What you need to do: Your job is to transcribe all the records that follow, excluding any pictures.

Collection entries
++++

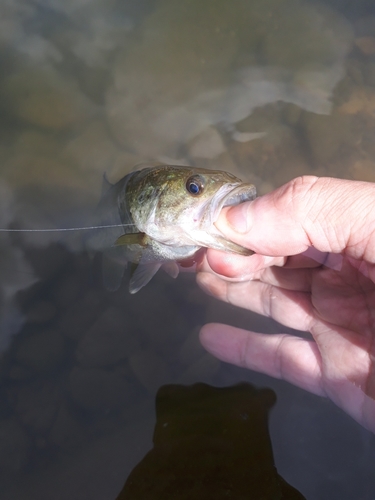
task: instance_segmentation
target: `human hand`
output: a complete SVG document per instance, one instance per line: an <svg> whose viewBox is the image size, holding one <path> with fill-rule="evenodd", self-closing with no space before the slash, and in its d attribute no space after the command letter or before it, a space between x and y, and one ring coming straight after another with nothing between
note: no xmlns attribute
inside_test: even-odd
<svg viewBox="0 0 375 500"><path fill-rule="evenodd" d="M204 347L327 396L375 432L375 184L300 177L216 225L256 254L208 250L203 290L312 340L209 324Z"/></svg>

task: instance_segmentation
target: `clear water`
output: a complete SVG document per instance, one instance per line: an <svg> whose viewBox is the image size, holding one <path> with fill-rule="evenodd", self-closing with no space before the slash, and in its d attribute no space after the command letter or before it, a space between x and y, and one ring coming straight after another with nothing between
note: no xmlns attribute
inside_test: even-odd
<svg viewBox="0 0 375 500"><path fill-rule="evenodd" d="M6 0L0 61L1 227L86 225L103 173L149 159L232 171L260 194L304 173L375 181L371 1ZM193 275L109 293L79 233L0 238L2 499L115 499L152 447L161 386L242 381L277 395L288 483L375 497L371 433L198 342L209 321L278 325Z"/></svg>

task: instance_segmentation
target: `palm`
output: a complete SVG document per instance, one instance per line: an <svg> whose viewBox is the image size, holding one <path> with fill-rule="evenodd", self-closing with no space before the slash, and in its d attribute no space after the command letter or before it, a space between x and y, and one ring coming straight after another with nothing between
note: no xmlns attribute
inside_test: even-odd
<svg viewBox="0 0 375 500"><path fill-rule="evenodd" d="M298 256L263 269L255 256L254 262L253 280L229 282L209 273L198 280L222 300L309 331L313 341L207 325L203 344L221 359L328 396L375 430L375 284L364 275L371 276L372 268L345 258L340 271L300 266ZM222 271L219 254L211 252L210 264ZM231 265L226 274L235 276Z"/></svg>

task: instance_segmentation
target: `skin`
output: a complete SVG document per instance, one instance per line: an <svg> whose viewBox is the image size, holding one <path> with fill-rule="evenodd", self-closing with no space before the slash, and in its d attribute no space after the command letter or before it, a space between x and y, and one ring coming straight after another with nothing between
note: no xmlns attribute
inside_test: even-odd
<svg viewBox="0 0 375 500"><path fill-rule="evenodd" d="M208 250L203 290L312 337L208 324L203 346L329 397L375 432L375 184L300 177L216 224L256 254Z"/></svg>

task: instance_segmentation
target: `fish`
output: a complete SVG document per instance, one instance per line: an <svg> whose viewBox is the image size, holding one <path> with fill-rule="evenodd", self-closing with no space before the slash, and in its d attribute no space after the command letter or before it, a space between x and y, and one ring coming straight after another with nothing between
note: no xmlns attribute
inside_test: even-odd
<svg viewBox="0 0 375 500"><path fill-rule="evenodd" d="M115 184L103 180L98 206L101 226L111 226L91 241L103 252L103 281L120 287L124 269L132 266L131 294L144 287L162 267L171 276L179 263L201 248L239 255L254 252L228 240L215 226L223 207L256 197L253 184L233 174L189 166L146 166ZM109 244L108 244L109 243Z"/></svg>

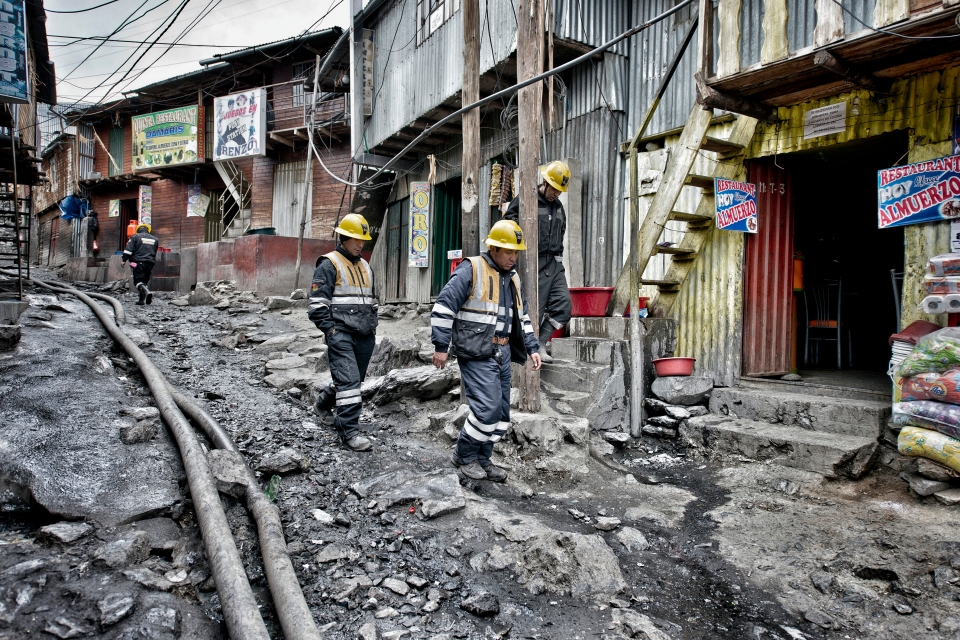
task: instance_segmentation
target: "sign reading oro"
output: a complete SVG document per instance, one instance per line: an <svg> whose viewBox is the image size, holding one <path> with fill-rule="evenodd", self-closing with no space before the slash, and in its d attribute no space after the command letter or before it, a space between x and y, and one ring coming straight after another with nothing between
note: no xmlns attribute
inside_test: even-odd
<svg viewBox="0 0 960 640"><path fill-rule="evenodd" d="M213 159L262 156L267 152L267 90L252 89L213 101Z"/></svg>
<svg viewBox="0 0 960 640"><path fill-rule="evenodd" d="M714 178L717 229L757 232L757 185Z"/></svg>
<svg viewBox="0 0 960 640"><path fill-rule="evenodd" d="M430 183L410 183L410 266L430 266Z"/></svg>
<svg viewBox="0 0 960 640"><path fill-rule="evenodd" d="M203 107L133 116L133 170L203 162Z"/></svg>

++++

Solution to the problem:
task: instance_segmentation
target: `human hand`
output: a complete SVG document per instance, one instance per line: an <svg> whose viewBox is the image size, holding one <path> with fill-rule="evenodd", self-closing with no space before the slash, and in its d attribute no space after the command letter or before it, a space between x and y, and one ring coming straight after another with nothing between
note: no xmlns attribute
inside_test: even-odd
<svg viewBox="0 0 375 500"><path fill-rule="evenodd" d="M204 347L327 396L375 432L375 184L300 177L216 225L256 254L208 250L203 290L312 340L209 324Z"/></svg>

task: instance_segmentation
target: `clear water`
output: a complete SVG document per instance, one instance per line: an <svg> whose viewBox is the image size, holding one <path> with fill-rule="evenodd", self-closing with no space before the slash, and in its d attribute no space after the command letter or before it, a space between x and y, and one ring coming straight after another with nothing between
note: no xmlns attribute
inside_test: even-odd
<svg viewBox="0 0 375 500"><path fill-rule="evenodd" d="M6 0L0 61L1 227L86 225L103 173L149 159L232 171L260 194L304 173L375 181L371 1ZM193 275L109 293L79 233L0 238L2 499L115 499L152 447L161 386L242 381L277 395L288 483L375 497L371 433L198 342L209 321L278 325Z"/></svg>

task: instance_segmentation
target: `palm`
output: a complete SVG document per instance, one instance per line: an <svg> whose viewBox is the image size, holding one <path> with fill-rule="evenodd", self-closing with no space before the slash, and in its d attribute no space after the command letter or before it, a space between x and y, and one ring coming straight after another with nothing between
note: no xmlns attribute
inside_test: even-odd
<svg viewBox="0 0 375 500"><path fill-rule="evenodd" d="M298 256L263 269L255 256L254 262L253 280L229 282L209 273L198 280L222 300L309 331L313 341L207 325L203 344L221 359L328 396L375 430L375 284L364 275L371 276L372 268L345 258L340 271L300 266ZM222 271L219 254L211 252L210 264ZM231 265L226 274L235 276Z"/></svg>

task: instance_segmentation
target: `skin`
output: a complete SVG document per instance, one instance per line: an <svg> whose viewBox is the image size, holding one <path> with fill-rule="evenodd", self-closing with no space before the slash, and in its d attribute no space after the command letter or before it, a space between x and y, and one ring coming straight after another with nothing between
note: no xmlns attribute
inside_test: even-odd
<svg viewBox="0 0 375 500"><path fill-rule="evenodd" d="M208 250L203 290L312 337L208 324L203 346L329 397L375 432L375 184L300 177L216 224L256 254Z"/></svg>

task: instance_segmentation
target: `fish`
output: a complete SVG document per instance, one instance per line: an <svg> whose viewBox is the image size, holding one <path> with fill-rule="evenodd", self-closing with no space before the slash, and in its d attribute no space after the command letter or before it, a space between x and y, and one ring coming straight after another with nothing between
note: no xmlns attribute
inside_test: even-odd
<svg viewBox="0 0 375 500"><path fill-rule="evenodd" d="M115 184L103 180L98 206L101 226L111 226L91 241L103 252L103 281L120 287L124 269L132 266L131 294L144 287L162 267L171 276L179 263L201 248L239 255L254 252L228 240L215 226L223 207L256 197L253 184L233 174L189 166L146 166ZM109 244L108 244L109 243Z"/></svg>

task: instance_segmentation
target: "sign reading oro"
output: a complete SVG document per instance, one instance per line: an <svg> whose viewBox is the image size, holding one <path> with fill-rule="evenodd", self-closing with no space before the slash, and in its d attribute no space after the command letter or before it, a space between x and y, and one ring coming straight after another with nothing between
note: no xmlns attribute
inside_test: even-odd
<svg viewBox="0 0 960 640"><path fill-rule="evenodd" d="M213 159L262 156L267 152L267 90L252 89L213 101Z"/></svg>
<svg viewBox="0 0 960 640"><path fill-rule="evenodd" d="M714 178L717 229L757 232L757 185Z"/></svg>
<svg viewBox="0 0 960 640"><path fill-rule="evenodd" d="M430 183L410 183L410 266L430 266Z"/></svg>
<svg viewBox="0 0 960 640"><path fill-rule="evenodd" d="M203 107L133 116L133 170L203 162Z"/></svg>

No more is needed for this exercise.